→ Article:
# broken axle on old snow blower



## Kirby (Dec 4, 2013)

Hey there,

New to the forum, I don't have a model number or serial number but it is an older 80's craftsman 11 hp, 32 in dual stage thrower. The wheel axle snapped outside of the gears and my wheel fell off. I went to remove the axle to find a replacement or have it fixed and it seems that the drive sprocket is welded in place on the axle preventing me from removing it from the bottom of the blower due to the other components. I also have to replace the bearings. Is there any way around removing all the components so that the axle with welded sprocket has room to move over enough to remove it. I can take a picture if it helps, I am thinking I may just cut the axle and either have it replaced or welded twice to save all the hassle. 

Thanks, 
Kirby


----------



## nt40lanman (Dec 31, 2012)

Hi Kirby,

Give it another shot to find a model/serial as this will help find parts breakdowns and more specific info on your axle/sprocket. Also, some good pictures always help.

Sometimes the sprocket is made to the axle, sometimes it's held there by a roll pin or bolt through it all. Give a look for that as well.


----------



## darcy32171 (Nov 28, 2013)

WOW that is all I have to say. Well maybe I should add a comment lol: I just broke the bolt that holds that sprocket on. I replaced it and some guys here were talking about how the hole eggs out. I read that and thought....maybe a guy should weld it! Really, when does the sprocket ever wear out......Now I read this post. OK, don`t weld the sprocket.


----------



## Kirby (Dec 4, 2013)

The axle looks home made as one end sits out much further and the one wheel was actually on backwards. They must have welded the sprocket in place while it was inside the housing. I'm going to have a closer look for the model numbers, I had the manual but have misplaced it. I think the easiest way would be to cut the old axle so I can remove it and either purchase the correct one or machine a new one and match the current holes up. The axle snapped off where the bolt goes through it to hold the wheel on, is there a better solution like a bushing welded in or something to that effect. Thanks for the help.


----------



## Shryp (Jan 1, 2011)

Did it snap inside the wheel or outside the wheel? I know some are bolted from the outside and some from the inside. Wondering if you can get another hole on the inside. As for the sprocket, if you remove everything else is there enough room to slide it to one side and get one end of the axle out from the inside and then slide it out the other side?

→ Data section:

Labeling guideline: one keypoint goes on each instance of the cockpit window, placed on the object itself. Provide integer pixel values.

→ Problem requirements: Write the next part of the snow blower axle thread from the point where it stops. The listing has nothing to do with this.

→ Output below:
----------



## Kirby (Dec 4, 2013)

Yes If I removed the other parts like the friction wheel and some other stuff I could move it over to one side and get it out. That seems like a lot of extra work to remove a broken axle that needs to be repaired anyways. The axle snapped inside of the wheel about 1/2 inch from the outside of the blower where the hole is drilled. I may be able to weld the axle back together without removing it from the unit as it is outside. I will update tomorrow if that will work. Are most of the bushings for the drive axle all the same?


----------



## Kiss4aFrog (Nov 3, 2013)

Did you find ANY numbers on it ?? Can you post pictures of the machine and of the damaged area ??

You might try this model number on "searpartsdirect. com" 536.882702 it's a 10hp 32" and this one is a 7hp 26" 536.918800

Where are you located ??


----------



## HCBPH (Mar 8, 2011)

*Axel*

Kirby

Based on your limited info, I'm guessing it's something like a 536.90515 blower with the friction disk in it. 
If the guts look similar to this, they'll have to come out to deal with the axel: 
This is what they look like when it's out: 
The drive pivots on the upper shaft and to get the axel out you have to remove the whole friction drive, meaning both the upper intermediate shaft along with the axel have to come out. It helps to remove the axel bearings to add some 'play' to it while attempting to remove the axel.

Get some pictures of your setup but this may be close.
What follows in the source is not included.